- The task -
From the material below, copy every line in which the word "target" occurs.
Exercise material Start Marker
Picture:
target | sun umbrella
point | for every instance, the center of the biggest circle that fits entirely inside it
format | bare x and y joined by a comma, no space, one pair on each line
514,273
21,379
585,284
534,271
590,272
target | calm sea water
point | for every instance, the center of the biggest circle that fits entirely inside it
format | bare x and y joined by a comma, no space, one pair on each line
Exercise material End Marker
- Reply to the task -
target | sun umbrella
target | calm sea water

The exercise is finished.